— SELECTED EXCERPT —
The President Without Precedent
Students explore the inauguration and administrations of George Washington.
By using the activities of this lesson, the students will:
- explore the time period and events surrounding Washington's inauguration;
- demonstrate how Washington set a precedent for each action he took
as the American republic's new president;
- compare and contrast the traditions and events of the 1789 inaugural
with the most recent inauguration.
Washington was well aware that each action he took as the nation's first
president would determine how the nation and the office of president would
be perceived from that moment on. Washington was elected by a unanimous
vote, and he was tremendously admired by citizens of the new republic.
Washington traveled from his farm at Mount Vernon, Virginia, in 1789
overland to New York, the temporary capitol of the United States. There,
he took the oath of office as stated in Article II of the new federal
Constitution. He delivered a short
but important ten-minute inaugural address. He then proceeded to consult
with members of his newly-appointed cabinet about how the duties of the
presidency should be carried out on a day-to-day basis.
- Washington took on the office of president out of loyalty for the
nation he helped form, but he was a reluctant first president. To learn
more about his reservations, visit one or more of the following sites:
- After research in the library or a class discussion, have students
brainstorm verbally or develop a written paragraph that illustrates
why Washington may have had reservations about becoming the first president.
For an alternative approach, students might want to write in a diary
format as though they are with Washington riding to his inauguration
from Virginia to New York.
Possible students responses may include the following:
- He was nervous. He knew that each action he took would be scrutinized
by the American people, by his political enemies, and by historians
to come, as well as by presidents to follow, who would look to his
example for guidance.
- He wanted to stay a farmer at Mount Vernon. He felt that his experiences
as a farmer were not sufficient to act as the captain of the ship
of state, especially in the wake of the controversy over the ratification
of the Constitution.
- He was tired. Washington had devoted most of his adult life to
public service. At age 57, he was in poor health, even though he
was only three years older than the average age for presidents at
- On the Web, find Washington's first
and second inaugural
addresses. The second is famous because it is so short. How does it
compare with the second inaugural addresses of other past presidents?

— DATA EXTRACT —
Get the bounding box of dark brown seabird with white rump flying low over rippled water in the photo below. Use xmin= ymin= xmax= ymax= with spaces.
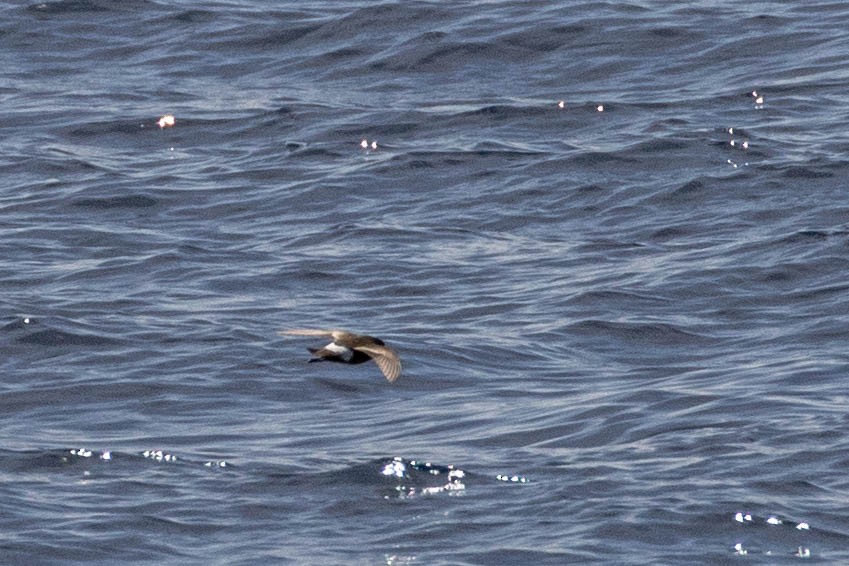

— ASSIGNED TASK 1 —
In the lesson on Washington's inauguration, which city served as the temporary capital where he took the oath of office?
— ASSIGNED TASK 2 —
Please return the portion of the Washington inauguration lesson that opens with the words containing "Possible students responses" and closes with "example for guidance.".
— ASSIGNED TASK 3 —
Carry the Washington inauguration lesson forward from its final line.

— ANSWER AREA 1 —
New York

— ANSWER AREA 2 —
Possible students responses may include the following:
- He was nervous. He knew that each action he took would be scrutinized
by the American people, by his political enemies, and by historians
to come, as well as by presidents to follow, who would look to his
example for guidance.

— ANSWER AREA 3 —
Investigate other inaugural speeches at the Project
Bartleby Web site.
As students read the first inaugural address, ask them to point
out examples from the speech that show Washington is aware that he
is setting important national precedents. Also, do students sense
any reluctance on Washington's part to take office, based on what
they read? (Note: students may want to read the speeches in groups,
dividing up unfamiliar vocabulary terms as they encounter them.)
- Washington's exit from office was as important as his entrance. Although
he was urged to seek a third term, he refused. Ask students to read
sections of Washington's Farewell Address. Why did he decide to retire?
Why was his retirement an important precedent for the young republic?
(Washington's refusal to seek a third term in office signaled that
Americans should not seek to elect a "ruler for life," no matter how
popular, and reinforced the goal of a peaceful transfer of power in
the infant republic. No president served more than two terms until
Franklin Delano Roosevelt (1932-1945); following Roosevelt's terms
in office, the Constitution was amended so that future presidents
were limited to two terms by law.)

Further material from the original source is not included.